Texto proporcionado —
Desde hace algún tiempo salir a comprar comida en Venezuela se ha convertido en una anécdota digna de reflexión y análisis, especialmente de aquéllos que dicen y piensan que aquí no está pasando nada grave, que todos comemos tres veces al día, gracias a las “maravillas del gran y eficiente” Gobierno Bolivariano, Revolucionario, Socialista…

Hoy, por ejemplo, fui a comprar básicamente 4 cosas: Sardinas, huevos, queso y avena. Productos que, en mi caso, se han convertido en básicos para resolver el “pan nuestro de cada día”. Digamos que con esto soluciono bastante.

Voy feliz, con mi cestaticket, porque sorprendentemente aún me quedan 16 mil bolívares, “un dineral” para los tiempos que corren en mi haber financiero – o, más bien, en mi “deber”-. Mientras, muy al estilo de “Escarlata”– el famoso y recordado personaje de Radio Rochela- imaginaba, soñaba, que podría gastar unos 8 mil bolívares, cuando mucho, para comprar lo que necesitaba.

Llego al primer lugar en busca de uno de mis objetivos principales: avena. Es un localcito de estos árabes donde venden frutos secos, frijoles, enlatados, etc. Confieso que me alegré cuando la vi, porque no siempre encuentro, pero esta emoción duró poco, el precio del papelito pegado bajo las pacas de ½ kilo marcaba 1.650, es decir, 3.300 el kilo, ¡Increíble!, si hace 2 semanas compré 800 gramos en 2.000 BsF., que no es mucha la diferencia pero, de verdad, no me resigno, no me acostumbro a esta locura de precios a la que estamos siendo sometidos.

Entradas proporcionadas —
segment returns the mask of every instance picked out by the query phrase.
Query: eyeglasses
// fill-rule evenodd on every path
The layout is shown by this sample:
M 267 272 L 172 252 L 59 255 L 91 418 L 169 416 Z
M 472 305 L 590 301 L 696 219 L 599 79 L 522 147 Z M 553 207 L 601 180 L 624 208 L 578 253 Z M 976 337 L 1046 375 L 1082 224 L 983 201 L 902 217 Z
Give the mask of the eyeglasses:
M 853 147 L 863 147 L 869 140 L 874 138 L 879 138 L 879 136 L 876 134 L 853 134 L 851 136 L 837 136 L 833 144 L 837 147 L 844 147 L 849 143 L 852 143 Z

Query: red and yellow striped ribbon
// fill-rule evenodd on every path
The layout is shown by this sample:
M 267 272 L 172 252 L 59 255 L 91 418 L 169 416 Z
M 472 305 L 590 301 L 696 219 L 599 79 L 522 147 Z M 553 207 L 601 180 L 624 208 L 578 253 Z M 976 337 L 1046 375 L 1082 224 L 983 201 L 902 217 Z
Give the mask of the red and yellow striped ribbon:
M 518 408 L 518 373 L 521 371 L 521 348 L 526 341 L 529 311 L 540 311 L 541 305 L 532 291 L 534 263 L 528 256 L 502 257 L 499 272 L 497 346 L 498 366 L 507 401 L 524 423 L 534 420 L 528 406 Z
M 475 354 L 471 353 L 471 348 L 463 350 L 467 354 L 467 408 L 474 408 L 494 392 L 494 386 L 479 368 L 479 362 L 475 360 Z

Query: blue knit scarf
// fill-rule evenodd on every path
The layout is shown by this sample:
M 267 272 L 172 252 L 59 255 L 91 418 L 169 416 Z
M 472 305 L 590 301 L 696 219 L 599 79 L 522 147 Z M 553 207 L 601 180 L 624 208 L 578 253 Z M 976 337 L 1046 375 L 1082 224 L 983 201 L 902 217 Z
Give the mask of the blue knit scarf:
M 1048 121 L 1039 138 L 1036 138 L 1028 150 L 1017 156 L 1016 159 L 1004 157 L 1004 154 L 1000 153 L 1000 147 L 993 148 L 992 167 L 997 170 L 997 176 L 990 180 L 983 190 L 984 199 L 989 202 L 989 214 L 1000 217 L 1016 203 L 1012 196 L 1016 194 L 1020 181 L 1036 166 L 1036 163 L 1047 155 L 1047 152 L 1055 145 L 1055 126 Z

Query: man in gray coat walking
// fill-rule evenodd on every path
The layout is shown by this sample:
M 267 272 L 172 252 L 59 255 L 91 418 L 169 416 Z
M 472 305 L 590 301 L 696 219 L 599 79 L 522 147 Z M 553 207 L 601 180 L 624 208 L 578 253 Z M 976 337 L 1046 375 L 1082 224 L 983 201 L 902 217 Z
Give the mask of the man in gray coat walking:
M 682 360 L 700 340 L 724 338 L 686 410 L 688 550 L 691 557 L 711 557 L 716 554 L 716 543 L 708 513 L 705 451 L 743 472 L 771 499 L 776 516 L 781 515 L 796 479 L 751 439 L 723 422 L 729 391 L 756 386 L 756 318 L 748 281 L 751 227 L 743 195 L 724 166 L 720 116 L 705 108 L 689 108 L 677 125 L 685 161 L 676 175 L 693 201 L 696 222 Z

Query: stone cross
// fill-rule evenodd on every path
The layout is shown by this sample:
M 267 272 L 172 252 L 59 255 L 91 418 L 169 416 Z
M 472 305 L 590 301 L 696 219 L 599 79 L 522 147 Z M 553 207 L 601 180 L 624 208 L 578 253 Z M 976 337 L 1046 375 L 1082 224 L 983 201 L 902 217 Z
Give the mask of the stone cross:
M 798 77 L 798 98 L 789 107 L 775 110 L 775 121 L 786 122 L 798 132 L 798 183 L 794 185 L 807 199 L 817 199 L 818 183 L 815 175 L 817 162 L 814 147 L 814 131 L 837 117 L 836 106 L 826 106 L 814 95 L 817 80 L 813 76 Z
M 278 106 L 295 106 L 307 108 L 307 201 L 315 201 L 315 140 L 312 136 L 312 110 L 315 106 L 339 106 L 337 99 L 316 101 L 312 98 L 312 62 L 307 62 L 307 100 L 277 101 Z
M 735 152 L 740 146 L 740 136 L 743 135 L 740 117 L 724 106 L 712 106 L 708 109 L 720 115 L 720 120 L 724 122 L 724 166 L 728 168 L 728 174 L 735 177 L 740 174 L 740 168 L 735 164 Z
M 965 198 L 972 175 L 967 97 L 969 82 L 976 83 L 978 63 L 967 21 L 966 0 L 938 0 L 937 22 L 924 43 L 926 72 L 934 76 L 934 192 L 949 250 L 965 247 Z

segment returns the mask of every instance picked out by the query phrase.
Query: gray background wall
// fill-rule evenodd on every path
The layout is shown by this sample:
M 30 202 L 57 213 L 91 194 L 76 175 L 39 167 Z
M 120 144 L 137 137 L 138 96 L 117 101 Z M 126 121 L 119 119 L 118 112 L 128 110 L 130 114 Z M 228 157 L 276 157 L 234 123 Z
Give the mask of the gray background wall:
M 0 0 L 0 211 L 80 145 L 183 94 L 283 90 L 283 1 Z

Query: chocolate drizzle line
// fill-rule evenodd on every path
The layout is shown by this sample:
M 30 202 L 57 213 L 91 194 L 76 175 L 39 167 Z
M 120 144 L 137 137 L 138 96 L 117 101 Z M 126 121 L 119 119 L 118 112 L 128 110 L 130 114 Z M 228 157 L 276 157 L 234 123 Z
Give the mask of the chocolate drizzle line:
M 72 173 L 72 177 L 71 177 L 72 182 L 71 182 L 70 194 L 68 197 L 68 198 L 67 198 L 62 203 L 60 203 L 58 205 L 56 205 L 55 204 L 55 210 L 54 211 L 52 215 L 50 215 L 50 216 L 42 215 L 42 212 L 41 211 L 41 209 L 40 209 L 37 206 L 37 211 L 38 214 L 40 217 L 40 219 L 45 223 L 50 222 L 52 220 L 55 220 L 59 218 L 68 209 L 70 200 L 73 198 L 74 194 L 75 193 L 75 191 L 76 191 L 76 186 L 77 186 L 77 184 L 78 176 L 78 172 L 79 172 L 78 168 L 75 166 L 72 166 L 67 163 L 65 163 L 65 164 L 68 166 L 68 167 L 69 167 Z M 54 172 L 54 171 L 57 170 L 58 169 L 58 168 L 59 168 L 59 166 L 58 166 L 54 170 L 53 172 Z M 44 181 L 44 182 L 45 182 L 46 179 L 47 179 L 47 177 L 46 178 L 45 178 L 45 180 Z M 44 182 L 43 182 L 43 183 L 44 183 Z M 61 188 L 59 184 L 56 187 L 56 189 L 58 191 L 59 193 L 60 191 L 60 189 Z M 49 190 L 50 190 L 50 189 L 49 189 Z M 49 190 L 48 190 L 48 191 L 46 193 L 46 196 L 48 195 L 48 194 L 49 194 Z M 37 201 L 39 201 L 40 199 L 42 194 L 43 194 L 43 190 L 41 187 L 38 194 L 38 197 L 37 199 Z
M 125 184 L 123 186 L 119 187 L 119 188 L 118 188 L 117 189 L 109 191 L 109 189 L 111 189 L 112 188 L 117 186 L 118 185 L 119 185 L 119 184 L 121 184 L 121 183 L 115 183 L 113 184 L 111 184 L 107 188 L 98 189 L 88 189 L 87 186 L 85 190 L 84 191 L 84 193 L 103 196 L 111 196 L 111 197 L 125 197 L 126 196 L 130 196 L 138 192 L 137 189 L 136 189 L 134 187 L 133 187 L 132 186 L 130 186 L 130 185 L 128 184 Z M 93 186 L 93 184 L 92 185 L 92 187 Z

Tareas por realizar —
**A.** Reproduce textualmente las entradas, empezando por la primera línea de las entradas y terminando en la línea que contiene "M 475 354 L", ambas incluidas.
**B.** Prosigue el texto sobre la compra de comida en Venezuela a partir del punto en que se detiene.
Las entradas no guardan ninguna relación con el texto.

Lista de respuestas —
**A.**
segment returns the mask of every instance picked out by the query phrase.
Query: eyeglasses
// fill-rule evenodd on every path
The layout is shown by this sample:
M 267 272 L 172 252 L 59 255 L 91 418 L 169 416 Z
M 472 305 L 590 301 L 696 219 L 599 79 L 522 147 Z M 553 207 L 601 180 L 624 208 L 578 253 Z M 976 337 L 1046 375 L 1082 224 L 983 201 L 902 217 Z
Give the mask of the eyeglasses:
M 853 147 L 863 147 L 869 140 L 874 138 L 879 138 L 879 136 L 876 134 L 853 134 L 851 136 L 837 136 L 833 144 L 837 147 L 844 147 L 849 143 L 852 143 Z

Query: red and yellow striped ribbon
// fill-rule evenodd on every path
The layout is shown by this sample:
M 267 272 L 172 252 L 59 255 L 91 418 L 169 416 Z
M 472 305 L 590 301 L 696 219 L 599 79 L 522 147 Z M 553 207 L 601 180 L 624 208 L 578 253 Z M 976 337 L 1046 375 L 1082 224 L 983 201 L 902 217 Z
Give the mask of the red and yellow striped ribbon:
M 518 408 L 518 373 L 521 371 L 521 348 L 526 341 L 529 311 L 540 311 L 541 305 L 532 291 L 534 263 L 528 256 L 502 257 L 499 272 L 497 346 L 498 366 L 507 401 L 524 423 L 534 420 L 528 406 Z
M 475 354 L 471 353 L 471 348 L 463 350 L 467 354 L 467 408 L 474 408 L 494 392 L 494 386 L 479 368 L 479 362 L 475 360 Z

**B.**
En fin, volví a ver el precio, saque la cuenta varias veces, lo pensé, lo medité, y seguí mi recorrido por el local, sin la avena. Pregunté por otros productos: sardinas en lata, pepitonas, pasta, granos. Y logré huir con cierta angustia y más cuentas en mi cabeza: “si compro una lata de sardinas y la rindo con vegetales, me serviría para sustituir el queso en una cena con arepas pero, entonces ¿En cuánto me saldría la cena? Si cada cena me cuesta tanto por persona y, si lo multiplico por 30 al mes ¡Dios mío que angustia! Aunque las Matemáticas no son lo mío, ya me he vuelto una experta en problemas de esos que le ponen a uno en el colegio.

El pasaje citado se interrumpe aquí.